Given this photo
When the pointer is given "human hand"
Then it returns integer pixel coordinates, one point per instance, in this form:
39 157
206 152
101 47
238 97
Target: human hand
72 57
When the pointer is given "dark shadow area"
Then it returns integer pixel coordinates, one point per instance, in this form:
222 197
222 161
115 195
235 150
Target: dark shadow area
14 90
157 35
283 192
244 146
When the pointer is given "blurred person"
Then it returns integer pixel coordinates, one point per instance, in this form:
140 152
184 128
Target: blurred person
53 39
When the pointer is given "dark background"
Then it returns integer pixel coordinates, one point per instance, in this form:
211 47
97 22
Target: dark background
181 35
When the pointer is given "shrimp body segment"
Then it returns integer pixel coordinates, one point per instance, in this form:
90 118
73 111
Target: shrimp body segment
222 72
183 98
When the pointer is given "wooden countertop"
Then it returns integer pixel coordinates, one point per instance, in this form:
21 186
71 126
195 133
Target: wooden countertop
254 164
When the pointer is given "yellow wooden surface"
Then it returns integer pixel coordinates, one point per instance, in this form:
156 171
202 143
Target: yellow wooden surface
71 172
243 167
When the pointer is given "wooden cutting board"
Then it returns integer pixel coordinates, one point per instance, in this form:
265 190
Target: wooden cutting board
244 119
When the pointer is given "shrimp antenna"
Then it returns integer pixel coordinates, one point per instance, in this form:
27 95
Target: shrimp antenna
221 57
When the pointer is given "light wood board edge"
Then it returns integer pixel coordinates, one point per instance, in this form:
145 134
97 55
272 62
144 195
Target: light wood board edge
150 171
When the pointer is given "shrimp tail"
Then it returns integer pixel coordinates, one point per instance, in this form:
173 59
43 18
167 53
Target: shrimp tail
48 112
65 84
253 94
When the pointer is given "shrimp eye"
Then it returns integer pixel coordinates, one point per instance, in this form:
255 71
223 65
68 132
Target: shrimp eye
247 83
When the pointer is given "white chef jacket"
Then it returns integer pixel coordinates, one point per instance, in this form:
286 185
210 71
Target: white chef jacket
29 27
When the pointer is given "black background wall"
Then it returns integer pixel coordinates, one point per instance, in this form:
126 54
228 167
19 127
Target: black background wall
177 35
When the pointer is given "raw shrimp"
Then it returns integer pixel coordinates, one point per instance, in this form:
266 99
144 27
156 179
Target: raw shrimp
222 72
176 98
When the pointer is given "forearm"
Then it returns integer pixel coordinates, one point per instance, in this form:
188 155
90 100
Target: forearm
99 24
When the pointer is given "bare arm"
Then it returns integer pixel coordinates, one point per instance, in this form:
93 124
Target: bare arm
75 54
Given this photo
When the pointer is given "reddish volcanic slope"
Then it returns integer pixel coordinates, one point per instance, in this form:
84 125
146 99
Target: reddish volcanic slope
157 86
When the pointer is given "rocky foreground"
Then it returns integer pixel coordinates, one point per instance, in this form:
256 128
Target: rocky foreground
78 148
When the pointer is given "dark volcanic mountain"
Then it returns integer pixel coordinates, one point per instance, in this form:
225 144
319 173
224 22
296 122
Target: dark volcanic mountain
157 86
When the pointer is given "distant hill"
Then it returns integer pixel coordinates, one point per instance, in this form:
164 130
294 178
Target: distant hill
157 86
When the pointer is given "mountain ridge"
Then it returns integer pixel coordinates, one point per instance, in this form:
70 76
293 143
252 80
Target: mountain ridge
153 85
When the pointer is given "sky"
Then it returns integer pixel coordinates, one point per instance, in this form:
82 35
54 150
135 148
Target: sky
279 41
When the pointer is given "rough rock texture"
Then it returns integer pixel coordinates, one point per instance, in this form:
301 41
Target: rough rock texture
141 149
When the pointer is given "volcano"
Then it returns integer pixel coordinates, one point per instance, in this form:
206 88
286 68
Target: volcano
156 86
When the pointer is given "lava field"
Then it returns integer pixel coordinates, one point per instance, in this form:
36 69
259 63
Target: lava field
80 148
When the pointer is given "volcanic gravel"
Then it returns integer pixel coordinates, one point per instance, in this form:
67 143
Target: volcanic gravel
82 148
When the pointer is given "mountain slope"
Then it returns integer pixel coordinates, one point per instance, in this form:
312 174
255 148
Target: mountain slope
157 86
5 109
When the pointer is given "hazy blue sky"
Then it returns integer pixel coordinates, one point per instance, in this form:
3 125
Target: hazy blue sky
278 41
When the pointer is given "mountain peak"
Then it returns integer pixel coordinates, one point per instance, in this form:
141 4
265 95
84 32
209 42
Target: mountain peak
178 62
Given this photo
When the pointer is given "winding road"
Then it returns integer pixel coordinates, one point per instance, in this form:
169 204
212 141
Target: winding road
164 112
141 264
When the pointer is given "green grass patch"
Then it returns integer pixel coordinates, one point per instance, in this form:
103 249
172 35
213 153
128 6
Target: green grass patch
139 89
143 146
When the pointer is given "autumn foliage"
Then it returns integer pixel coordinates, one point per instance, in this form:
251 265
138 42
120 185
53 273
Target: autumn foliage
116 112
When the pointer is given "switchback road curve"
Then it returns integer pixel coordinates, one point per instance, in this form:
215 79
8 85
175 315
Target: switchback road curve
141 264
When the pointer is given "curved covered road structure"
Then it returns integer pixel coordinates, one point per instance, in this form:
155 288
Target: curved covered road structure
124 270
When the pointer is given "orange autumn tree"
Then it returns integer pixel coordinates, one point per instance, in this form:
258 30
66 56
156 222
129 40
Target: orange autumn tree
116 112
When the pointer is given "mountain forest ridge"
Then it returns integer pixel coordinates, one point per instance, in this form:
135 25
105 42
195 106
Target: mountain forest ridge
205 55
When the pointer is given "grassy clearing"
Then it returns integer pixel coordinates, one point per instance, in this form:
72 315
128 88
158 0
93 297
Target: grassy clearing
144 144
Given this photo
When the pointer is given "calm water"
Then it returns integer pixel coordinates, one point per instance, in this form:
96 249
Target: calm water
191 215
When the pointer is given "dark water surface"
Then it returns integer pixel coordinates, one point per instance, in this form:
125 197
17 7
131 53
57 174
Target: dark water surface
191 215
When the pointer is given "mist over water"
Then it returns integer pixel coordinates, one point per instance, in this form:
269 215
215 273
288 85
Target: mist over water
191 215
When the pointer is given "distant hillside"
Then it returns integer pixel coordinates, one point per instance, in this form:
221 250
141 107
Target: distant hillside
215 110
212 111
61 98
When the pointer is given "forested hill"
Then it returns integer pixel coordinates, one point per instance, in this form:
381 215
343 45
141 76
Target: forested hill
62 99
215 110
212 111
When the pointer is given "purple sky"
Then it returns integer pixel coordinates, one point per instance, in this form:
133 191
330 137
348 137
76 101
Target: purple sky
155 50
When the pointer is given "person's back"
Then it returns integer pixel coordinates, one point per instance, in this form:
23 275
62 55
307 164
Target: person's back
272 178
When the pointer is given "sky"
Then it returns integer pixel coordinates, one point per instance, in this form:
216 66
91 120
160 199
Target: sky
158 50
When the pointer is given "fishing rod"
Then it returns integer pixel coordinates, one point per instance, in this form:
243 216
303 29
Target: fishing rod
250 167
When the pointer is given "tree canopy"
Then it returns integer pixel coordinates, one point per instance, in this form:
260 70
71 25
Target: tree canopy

##########

**Objective:** Locate each line in the records above that contains the string "field", and copy those lines.

**Output for this task:**
When the pointer is given "lava field"
Target: lava field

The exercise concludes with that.